• Required action: Each line of the records containing "soccer" is to be copied out and returned.

• Listed entries:
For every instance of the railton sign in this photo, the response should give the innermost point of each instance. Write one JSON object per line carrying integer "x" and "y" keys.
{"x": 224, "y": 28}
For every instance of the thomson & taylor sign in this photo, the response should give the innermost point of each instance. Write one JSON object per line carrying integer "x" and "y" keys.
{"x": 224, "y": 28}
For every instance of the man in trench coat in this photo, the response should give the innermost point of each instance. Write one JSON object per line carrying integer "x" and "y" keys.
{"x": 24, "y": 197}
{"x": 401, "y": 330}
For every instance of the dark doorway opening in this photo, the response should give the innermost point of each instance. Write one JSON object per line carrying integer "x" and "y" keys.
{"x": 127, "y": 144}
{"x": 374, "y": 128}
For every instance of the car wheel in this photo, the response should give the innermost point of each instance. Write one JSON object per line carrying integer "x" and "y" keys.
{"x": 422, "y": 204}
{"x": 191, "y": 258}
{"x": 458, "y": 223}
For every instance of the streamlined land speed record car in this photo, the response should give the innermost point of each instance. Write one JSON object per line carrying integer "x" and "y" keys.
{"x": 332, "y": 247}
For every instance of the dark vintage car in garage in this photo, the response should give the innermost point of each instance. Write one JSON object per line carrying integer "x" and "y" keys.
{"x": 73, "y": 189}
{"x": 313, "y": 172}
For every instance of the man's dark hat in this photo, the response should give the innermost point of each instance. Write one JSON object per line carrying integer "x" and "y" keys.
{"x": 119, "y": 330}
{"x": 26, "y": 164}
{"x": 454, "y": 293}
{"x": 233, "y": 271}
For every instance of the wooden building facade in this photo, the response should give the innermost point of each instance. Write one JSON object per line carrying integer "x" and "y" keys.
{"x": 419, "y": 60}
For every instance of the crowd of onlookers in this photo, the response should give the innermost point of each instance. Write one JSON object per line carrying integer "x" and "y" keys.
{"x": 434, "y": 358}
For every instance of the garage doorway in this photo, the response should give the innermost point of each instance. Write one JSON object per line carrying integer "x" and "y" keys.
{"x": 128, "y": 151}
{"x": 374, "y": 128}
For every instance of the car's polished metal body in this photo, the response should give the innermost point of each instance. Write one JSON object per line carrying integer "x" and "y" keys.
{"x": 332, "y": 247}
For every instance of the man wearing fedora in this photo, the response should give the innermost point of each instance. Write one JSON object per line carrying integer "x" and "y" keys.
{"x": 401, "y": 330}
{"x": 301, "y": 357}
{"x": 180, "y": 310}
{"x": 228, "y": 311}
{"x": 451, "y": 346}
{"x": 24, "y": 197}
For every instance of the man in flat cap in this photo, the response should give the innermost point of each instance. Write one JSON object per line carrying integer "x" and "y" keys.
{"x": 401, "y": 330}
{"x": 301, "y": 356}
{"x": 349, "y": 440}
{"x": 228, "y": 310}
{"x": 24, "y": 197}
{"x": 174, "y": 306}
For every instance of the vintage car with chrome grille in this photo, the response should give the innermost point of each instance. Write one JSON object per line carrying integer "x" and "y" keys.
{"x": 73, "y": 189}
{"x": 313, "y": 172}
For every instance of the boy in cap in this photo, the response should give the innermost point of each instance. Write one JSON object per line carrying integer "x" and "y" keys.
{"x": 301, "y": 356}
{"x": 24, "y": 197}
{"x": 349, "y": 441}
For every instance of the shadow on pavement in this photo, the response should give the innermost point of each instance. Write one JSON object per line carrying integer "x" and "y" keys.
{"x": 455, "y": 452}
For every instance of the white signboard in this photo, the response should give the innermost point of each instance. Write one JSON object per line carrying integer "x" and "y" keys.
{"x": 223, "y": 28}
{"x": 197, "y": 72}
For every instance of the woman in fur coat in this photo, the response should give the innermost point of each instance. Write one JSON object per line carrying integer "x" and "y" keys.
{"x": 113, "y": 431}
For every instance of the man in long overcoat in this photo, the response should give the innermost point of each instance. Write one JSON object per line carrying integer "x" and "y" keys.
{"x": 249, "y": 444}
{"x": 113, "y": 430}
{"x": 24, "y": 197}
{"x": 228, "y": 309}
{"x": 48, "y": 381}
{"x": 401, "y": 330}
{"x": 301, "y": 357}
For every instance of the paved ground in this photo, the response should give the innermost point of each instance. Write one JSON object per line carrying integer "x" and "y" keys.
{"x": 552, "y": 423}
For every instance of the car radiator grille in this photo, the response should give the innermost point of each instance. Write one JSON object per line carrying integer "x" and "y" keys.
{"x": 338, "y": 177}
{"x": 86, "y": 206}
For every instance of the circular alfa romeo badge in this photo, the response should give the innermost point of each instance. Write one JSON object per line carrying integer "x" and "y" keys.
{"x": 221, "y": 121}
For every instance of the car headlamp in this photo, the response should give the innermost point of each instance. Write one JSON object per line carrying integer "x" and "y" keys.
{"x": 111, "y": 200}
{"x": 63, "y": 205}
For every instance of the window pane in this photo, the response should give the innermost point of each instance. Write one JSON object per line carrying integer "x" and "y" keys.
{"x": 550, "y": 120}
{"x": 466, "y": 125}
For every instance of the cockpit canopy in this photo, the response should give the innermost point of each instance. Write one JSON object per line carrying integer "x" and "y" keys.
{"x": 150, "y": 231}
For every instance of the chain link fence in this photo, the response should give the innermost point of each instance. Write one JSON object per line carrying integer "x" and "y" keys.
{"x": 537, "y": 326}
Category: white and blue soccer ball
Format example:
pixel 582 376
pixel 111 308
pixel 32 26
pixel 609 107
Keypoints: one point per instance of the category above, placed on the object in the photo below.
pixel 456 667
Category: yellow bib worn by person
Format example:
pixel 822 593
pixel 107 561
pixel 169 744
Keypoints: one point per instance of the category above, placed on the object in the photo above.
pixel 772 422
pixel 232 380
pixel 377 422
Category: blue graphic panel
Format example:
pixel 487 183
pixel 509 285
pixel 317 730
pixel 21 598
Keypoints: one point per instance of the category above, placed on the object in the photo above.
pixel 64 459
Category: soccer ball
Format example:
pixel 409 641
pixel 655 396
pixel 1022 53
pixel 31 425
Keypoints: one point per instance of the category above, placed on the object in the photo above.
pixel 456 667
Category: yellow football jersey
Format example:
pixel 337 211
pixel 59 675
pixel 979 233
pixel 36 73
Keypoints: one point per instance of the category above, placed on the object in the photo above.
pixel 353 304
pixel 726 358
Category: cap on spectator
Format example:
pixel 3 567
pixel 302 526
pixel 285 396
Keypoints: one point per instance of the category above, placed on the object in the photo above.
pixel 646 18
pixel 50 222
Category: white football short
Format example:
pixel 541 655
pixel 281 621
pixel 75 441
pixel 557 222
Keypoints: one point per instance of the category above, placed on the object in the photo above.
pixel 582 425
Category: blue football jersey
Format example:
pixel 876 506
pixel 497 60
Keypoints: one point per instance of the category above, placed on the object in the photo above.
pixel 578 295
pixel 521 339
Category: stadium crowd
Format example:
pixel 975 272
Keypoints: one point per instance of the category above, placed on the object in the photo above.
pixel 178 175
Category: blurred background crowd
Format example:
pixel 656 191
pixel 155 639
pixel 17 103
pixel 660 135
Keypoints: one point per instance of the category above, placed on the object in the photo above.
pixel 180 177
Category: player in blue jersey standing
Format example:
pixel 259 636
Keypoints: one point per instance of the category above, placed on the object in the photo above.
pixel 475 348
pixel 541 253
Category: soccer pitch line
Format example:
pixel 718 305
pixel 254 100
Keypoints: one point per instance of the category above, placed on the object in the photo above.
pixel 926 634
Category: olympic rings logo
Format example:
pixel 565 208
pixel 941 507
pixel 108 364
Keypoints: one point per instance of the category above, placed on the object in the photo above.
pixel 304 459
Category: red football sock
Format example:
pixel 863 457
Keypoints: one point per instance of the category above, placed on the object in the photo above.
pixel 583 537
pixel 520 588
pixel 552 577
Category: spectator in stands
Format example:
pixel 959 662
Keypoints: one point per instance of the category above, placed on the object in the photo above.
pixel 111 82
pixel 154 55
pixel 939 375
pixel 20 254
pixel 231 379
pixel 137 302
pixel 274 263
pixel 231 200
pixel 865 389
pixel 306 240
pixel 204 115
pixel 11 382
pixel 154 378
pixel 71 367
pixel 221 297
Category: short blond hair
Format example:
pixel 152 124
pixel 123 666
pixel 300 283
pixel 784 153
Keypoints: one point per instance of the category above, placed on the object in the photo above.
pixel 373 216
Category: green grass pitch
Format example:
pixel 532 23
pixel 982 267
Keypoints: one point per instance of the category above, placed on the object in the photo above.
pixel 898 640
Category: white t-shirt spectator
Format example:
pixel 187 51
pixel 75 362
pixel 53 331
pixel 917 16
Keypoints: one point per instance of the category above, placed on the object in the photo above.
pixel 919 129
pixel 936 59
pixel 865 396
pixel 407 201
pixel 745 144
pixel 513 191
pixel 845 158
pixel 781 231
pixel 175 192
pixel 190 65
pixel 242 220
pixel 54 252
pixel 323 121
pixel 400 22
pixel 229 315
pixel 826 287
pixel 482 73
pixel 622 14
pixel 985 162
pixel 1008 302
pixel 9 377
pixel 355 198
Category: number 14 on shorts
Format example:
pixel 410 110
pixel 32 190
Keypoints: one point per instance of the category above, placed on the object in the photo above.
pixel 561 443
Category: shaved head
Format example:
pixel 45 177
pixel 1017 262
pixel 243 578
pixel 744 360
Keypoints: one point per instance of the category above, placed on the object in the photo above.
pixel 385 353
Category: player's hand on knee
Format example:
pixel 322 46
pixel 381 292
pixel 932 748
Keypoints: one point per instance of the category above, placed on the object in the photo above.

• Result:
Category: white and blue soccer ball
Category: soccer ball
Category: soccer pitch line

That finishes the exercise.